I have repaired them by finding the thrown lead and reconnecting by soldering.  After soldering, I apply a coating of epoxy to fix the repair in place.  

I have done this a number of times to my 1960's era Craftsman drill and Dremel.


----------



## Billh50 (Aug 31, 2016)

I at least got the holes drilled with the 3/8 drill. They just don't make tools like they used to. I have gone through at least 4 or 5 electric drills through the years but that drill just kept going until today. That's why it was my go to tool for drilling. Many a time I used it to put a pilot hole into stuff I had to drill large holes in.


----------



## John Hasler (Aug 31, 2016)

Have you checked the brushes?  It may be that they just finally wore down too far.


----------



## Billh50 (Aug 31, 2016)

I will look at it tomorrow. But even if I get it working again I will just hang it on the wall to remember my father by.


----------



## Subwayrocket (Aug 31, 2016)

I spent my "wonder years" with my grandfather in his shop fixing things. He died in 1980 , I was 11 . I would give anything to have any of his tools. Hope you get'r fixed !


----------



## Tony Wells (Aug 31, 2016)

As a kid I was given a single speed 1/4" drill. Metal case and all, no plastic on it or in it. For the life of me, I don't remember what happened to it. Might be in the shed at Mom's that I made my first workshop (besides the bedroom). I need to check. I think it was a Skil, but may have been a C-Man.


----------



## Mark in Indiana (Sep 11, 2016)

Bill,
Sorry I'm a little late on this:
Have you checked the cord where it goes into the drill or at the plug?

++++

**Job 1**
In the forum thread about the old drill, reproduce everything from "I have done" down to "large holes in.".
**Job 2**
According to the forum thread about the old drill, in what year did Subwayrocket's grandfather die?
**Job 3**
Pick up the forum thread about the old drill where it stops and continue writing it.

(Entries drawn from a collection)
++++

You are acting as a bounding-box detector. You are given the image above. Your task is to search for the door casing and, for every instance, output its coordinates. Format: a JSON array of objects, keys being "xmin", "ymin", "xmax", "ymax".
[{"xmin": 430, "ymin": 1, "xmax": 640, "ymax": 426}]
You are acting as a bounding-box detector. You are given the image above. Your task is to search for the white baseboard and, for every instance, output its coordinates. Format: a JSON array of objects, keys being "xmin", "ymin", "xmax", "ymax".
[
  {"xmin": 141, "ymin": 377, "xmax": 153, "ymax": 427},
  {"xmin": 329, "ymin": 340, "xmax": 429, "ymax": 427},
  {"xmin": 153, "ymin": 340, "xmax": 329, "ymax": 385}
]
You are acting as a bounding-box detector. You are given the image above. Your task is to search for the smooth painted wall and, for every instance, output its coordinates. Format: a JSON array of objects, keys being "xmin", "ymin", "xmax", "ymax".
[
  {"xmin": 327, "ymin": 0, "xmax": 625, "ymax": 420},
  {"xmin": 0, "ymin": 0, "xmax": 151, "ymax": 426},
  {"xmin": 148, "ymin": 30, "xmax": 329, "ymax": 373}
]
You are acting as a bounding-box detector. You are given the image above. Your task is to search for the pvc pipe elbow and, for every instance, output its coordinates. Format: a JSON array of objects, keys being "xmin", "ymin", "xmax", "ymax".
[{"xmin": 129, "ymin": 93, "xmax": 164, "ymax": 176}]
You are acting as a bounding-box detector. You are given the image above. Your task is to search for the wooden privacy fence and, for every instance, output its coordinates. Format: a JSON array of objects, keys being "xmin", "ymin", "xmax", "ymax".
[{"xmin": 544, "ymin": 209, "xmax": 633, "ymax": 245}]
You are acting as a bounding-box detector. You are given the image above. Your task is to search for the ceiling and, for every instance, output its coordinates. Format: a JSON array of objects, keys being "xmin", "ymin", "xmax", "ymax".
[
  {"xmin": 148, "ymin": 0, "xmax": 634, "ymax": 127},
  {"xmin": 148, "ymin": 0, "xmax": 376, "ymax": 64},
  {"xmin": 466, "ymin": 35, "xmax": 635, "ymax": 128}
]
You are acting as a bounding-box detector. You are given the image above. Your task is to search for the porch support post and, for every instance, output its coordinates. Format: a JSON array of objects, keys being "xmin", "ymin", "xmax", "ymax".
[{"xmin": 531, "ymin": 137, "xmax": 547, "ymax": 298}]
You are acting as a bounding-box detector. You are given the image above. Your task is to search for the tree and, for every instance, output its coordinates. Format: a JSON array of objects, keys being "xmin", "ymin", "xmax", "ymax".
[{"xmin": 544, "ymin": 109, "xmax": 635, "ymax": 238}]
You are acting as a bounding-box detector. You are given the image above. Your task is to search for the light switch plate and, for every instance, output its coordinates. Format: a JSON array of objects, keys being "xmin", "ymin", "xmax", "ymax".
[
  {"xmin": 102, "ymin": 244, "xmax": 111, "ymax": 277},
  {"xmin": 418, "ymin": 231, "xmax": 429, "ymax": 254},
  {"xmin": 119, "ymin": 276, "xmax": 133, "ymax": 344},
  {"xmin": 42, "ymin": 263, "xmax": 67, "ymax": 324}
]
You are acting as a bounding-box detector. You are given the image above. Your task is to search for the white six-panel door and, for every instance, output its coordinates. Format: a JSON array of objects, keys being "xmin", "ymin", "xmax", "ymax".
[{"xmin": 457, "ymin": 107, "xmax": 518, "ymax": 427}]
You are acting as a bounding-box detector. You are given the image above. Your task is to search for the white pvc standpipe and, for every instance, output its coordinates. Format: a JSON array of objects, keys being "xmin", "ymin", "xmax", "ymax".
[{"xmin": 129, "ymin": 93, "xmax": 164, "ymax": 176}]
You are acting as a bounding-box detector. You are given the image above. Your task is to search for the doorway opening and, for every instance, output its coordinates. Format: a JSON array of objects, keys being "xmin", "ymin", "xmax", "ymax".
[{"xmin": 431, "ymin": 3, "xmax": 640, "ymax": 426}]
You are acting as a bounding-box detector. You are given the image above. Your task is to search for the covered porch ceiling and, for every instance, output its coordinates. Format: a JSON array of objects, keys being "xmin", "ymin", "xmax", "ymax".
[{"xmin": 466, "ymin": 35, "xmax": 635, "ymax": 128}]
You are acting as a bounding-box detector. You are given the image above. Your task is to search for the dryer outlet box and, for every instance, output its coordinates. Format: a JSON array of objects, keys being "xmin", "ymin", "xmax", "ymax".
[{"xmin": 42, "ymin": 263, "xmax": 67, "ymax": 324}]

++++

**Task result 1**
I have done this a number of times to my 1960's era Craftsman drill and Dremel.


----------



## Billh50 (Aug 31, 2016)

I at least got the holes drilled with the 3/8 drill. They just don't make tools like they used to. I have gone through at least 4 or 5 electric drills through the years but that drill just kept going until today. That's why it was my go to tool for drilling. Many a time I used it to put a pilot hole into stuff I had to drill large holes in.

**Task result 2**
1980

**Task result 3**
99% of my corded tools that died were because the power wires broke inside the insulation.

Good luck


----------



## Billh50 (Sep 11, 2016)

It's hanging on the wall right now. I received one just like it from someone so retired this one as it means too much to throw it away.


----------



## Downunder Bob (Oct 6, 2016)

Billh50 said:


> I started drilling a couple holes in some 1/8 stock. My 1/4 inch electric drill lost all power as the hole was started. The slightest pressure would stop the drill.
> This is a Shop Craft electric drill that was my fathers. I have had it for 50 years and it has drilled a lot of holes.
> So I told the wife that services will be held tonight and it will retire to the shelf. Never to be used again.
> Just hate when that happens to an old favorite go to tool.



don't be so sad Bill, just get out to that shop and open up that old drill It's probably just worn brushes.


----------



## Billh50 (Oct 6, 2016)

Bob,
It's like me. Time to retire.


----------



## Andre (Oct 6, 2016)

Yup, check the switch, wires, and brushes inside.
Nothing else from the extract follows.